LISTED RECORDS:
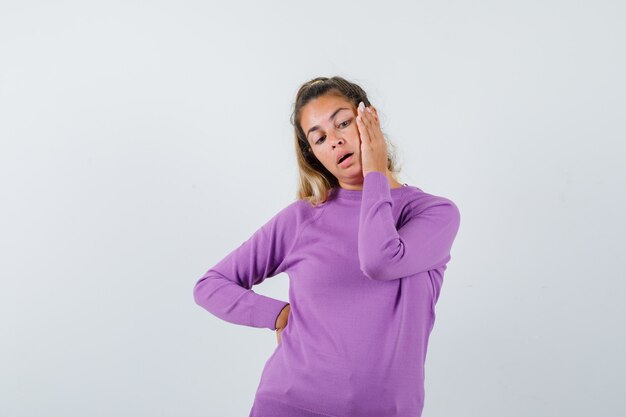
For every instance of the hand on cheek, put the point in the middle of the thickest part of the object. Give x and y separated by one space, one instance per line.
372 141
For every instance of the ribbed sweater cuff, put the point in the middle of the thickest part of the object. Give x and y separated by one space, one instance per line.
376 185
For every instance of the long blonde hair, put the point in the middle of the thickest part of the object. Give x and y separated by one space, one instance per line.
315 181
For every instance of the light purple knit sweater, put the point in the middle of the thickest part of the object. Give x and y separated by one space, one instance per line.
365 271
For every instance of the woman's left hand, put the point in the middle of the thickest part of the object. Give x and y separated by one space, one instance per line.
373 145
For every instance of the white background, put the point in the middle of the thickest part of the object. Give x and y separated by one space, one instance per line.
140 142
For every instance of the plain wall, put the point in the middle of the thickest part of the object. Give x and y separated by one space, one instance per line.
140 142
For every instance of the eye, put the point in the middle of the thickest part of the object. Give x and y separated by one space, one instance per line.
347 122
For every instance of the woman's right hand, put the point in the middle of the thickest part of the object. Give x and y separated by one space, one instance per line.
281 321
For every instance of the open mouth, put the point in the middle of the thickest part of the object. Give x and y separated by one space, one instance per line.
344 158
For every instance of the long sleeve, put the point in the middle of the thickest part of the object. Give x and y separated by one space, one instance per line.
422 243
225 289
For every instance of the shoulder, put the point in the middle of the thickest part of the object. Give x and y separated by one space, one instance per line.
296 214
417 201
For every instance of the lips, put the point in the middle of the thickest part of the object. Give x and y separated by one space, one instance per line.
340 156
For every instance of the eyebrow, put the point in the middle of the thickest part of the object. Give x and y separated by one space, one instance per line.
332 116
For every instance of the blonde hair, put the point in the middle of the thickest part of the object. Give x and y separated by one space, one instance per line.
315 181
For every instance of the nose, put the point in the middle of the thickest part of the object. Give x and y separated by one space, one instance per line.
336 138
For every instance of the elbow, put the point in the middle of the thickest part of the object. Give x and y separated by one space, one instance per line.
372 272
199 291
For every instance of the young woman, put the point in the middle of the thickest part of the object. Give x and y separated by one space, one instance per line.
365 255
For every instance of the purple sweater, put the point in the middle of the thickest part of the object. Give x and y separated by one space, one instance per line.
365 271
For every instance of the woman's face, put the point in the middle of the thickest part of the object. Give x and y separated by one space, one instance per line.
329 123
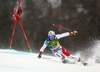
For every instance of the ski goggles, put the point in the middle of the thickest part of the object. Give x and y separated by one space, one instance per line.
52 36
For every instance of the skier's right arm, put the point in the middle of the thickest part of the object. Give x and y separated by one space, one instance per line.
42 49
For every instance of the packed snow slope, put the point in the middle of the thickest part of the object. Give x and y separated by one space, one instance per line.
15 61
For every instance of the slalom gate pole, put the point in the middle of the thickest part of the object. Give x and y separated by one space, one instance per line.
61 27
19 2
12 35
25 36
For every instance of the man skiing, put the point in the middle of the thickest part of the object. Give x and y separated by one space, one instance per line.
18 13
59 51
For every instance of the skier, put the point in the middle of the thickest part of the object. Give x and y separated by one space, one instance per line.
59 51
18 13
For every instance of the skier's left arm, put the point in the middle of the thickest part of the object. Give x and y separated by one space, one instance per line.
66 34
42 49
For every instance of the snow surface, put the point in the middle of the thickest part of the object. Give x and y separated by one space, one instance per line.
16 61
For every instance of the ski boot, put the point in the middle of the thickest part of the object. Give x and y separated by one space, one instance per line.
82 61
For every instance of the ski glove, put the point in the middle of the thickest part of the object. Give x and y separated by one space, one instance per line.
74 32
40 55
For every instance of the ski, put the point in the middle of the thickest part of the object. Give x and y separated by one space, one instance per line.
85 64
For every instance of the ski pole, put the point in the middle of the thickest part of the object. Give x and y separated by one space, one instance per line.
61 27
12 35
25 36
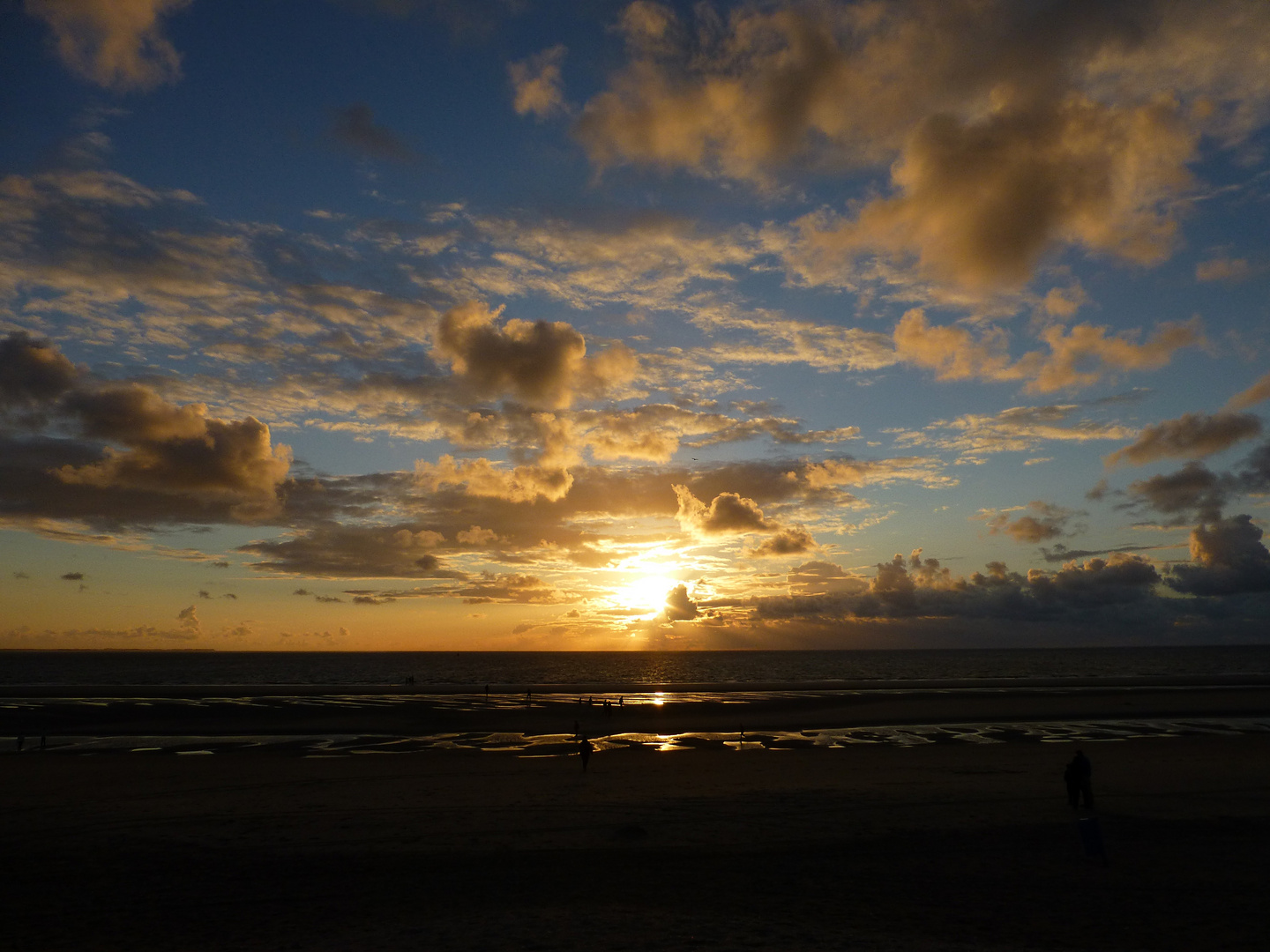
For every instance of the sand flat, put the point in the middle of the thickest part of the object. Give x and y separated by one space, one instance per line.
937 847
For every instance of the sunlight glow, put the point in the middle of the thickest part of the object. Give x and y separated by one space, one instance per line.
646 594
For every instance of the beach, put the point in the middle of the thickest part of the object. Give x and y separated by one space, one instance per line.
930 845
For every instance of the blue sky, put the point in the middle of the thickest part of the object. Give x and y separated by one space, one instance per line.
413 324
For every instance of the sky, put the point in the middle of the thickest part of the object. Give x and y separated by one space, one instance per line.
512 324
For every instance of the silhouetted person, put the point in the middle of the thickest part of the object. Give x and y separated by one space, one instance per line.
1077 777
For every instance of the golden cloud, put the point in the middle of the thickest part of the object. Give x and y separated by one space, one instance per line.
115 43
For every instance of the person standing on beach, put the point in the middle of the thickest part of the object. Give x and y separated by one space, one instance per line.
1077 776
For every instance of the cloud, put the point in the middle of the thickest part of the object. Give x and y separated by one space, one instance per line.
1224 270
482 478
32 372
785 542
825 577
188 619
978 202
1079 357
1189 437
678 606
178 450
728 514
1048 522
1062 554
115 43
1198 493
1227 559
1010 130
540 362
354 553
1102 594
875 472
1192 489
355 127
536 83
1015 429
1254 395
168 449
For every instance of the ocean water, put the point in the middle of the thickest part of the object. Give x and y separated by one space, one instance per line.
507 669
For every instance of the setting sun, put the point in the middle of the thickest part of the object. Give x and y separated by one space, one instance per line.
646 594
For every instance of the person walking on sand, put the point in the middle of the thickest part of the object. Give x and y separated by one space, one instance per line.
1077 777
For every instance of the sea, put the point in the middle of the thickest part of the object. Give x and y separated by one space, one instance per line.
519 669
38 688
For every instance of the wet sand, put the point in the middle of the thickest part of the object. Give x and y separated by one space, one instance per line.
935 847
140 714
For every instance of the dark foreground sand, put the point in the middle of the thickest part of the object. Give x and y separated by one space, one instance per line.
940 847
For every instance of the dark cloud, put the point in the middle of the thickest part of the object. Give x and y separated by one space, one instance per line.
678 606
169 450
1227 559
1045 522
1097 591
1189 437
1192 490
1007 129
785 542
116 45
1198 494
823 577
355 129
728 514
354 553
542 363
32 372
1062 554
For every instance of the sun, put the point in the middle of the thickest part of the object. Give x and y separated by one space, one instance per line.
646 593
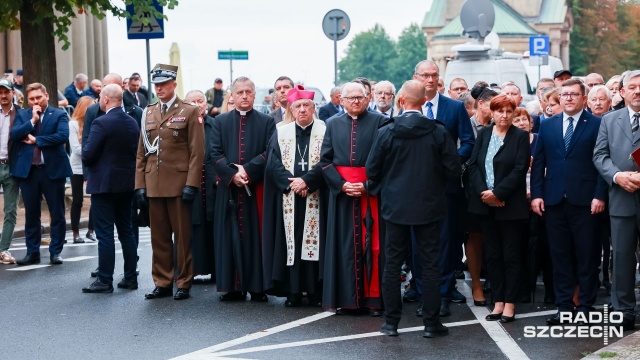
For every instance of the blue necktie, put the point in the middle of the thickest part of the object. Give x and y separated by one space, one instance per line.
568 134
430 111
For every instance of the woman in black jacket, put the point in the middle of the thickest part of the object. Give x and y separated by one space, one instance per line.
497 171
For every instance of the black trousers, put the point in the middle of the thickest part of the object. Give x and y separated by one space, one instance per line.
77 196
502 252
398 240
574 240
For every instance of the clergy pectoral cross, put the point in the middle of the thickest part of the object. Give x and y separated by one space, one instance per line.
302 164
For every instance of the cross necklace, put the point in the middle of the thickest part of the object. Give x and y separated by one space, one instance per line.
302 163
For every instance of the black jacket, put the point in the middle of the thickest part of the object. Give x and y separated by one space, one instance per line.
510 166
412 158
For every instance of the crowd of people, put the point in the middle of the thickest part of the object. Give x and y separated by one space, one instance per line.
329 207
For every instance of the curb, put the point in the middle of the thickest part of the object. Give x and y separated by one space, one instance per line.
19 232
626 348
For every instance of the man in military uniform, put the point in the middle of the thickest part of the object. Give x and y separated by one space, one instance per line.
168 170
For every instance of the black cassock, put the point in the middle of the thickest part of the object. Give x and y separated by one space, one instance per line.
303 275
202 212
347 143
239 139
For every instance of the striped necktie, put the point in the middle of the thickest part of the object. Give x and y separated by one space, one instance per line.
569 133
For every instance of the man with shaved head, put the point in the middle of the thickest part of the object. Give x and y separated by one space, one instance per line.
112 140
413 139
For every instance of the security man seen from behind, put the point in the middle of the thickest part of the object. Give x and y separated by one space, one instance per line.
168 170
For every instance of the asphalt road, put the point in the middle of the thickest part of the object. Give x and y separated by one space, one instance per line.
45 315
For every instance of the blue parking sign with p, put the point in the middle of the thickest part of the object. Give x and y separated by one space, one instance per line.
538 45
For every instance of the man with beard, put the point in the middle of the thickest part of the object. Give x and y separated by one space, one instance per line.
353 258
238 152
293 236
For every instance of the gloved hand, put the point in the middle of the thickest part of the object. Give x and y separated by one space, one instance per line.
189 193
141 197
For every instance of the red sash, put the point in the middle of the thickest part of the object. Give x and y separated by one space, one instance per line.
356 175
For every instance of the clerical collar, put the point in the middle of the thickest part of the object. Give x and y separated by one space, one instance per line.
170 102
304 127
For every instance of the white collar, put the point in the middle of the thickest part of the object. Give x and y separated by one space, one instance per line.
170 102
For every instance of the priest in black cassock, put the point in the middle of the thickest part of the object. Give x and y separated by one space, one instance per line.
293 233
353 255
202 207
240 139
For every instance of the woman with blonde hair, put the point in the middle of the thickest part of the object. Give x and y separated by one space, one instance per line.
77 180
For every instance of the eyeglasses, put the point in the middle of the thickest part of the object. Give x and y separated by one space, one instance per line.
428 76
354 98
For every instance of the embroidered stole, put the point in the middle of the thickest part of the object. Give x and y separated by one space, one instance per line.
311 233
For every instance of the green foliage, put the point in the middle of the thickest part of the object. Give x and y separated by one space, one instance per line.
60 12
374 55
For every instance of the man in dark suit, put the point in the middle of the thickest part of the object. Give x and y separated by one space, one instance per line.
333 107
133 96
75 90
566 186
93 112
110 156
457 122
619 137
282 85
412 139
43 166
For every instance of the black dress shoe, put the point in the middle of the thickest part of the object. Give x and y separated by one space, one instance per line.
479 302
128 284
181 294
258 297
435 330
234 296
55 259
388 329
158 292
29 259
457 297
444 308
98 287
293 301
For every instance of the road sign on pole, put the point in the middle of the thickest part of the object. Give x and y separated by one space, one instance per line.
232 55
538 45
336 26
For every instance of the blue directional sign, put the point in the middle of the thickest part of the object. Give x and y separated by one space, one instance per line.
138 30
538 45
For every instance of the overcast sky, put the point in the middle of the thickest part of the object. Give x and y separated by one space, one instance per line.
283 37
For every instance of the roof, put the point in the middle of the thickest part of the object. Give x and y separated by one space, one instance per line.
508 23
435 16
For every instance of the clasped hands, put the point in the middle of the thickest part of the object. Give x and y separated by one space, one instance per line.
240 178
489 198
628 180
354 189
299 187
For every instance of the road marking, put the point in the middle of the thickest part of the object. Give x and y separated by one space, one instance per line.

STATED PROBLEM: In the records above, locate the line that contains "For every instance of the overcast". Repeat it and every line after it, exactly, and nothing else.

EXERCISE RESULT:
For every instance of the overcast sky, put the point in the middle of the thickest part of the object. Give x and y separated by one space, one instance per line.
283 37
For every instance of the roof, put the point in the middle of the thickest part of the object. Give x and y separated by one space, one instance per line.
508 23
435 16
For every instance of the clasped hands, put the point in the middle of the thickest part of the object. Give x and y separated by one space, one instance per line.
240 178
489 198
628 180
354 189
299 187
For every instance of the road marking, put the point in the middle of the thickest part of the object. Give x and y separated by one space, one instance per line.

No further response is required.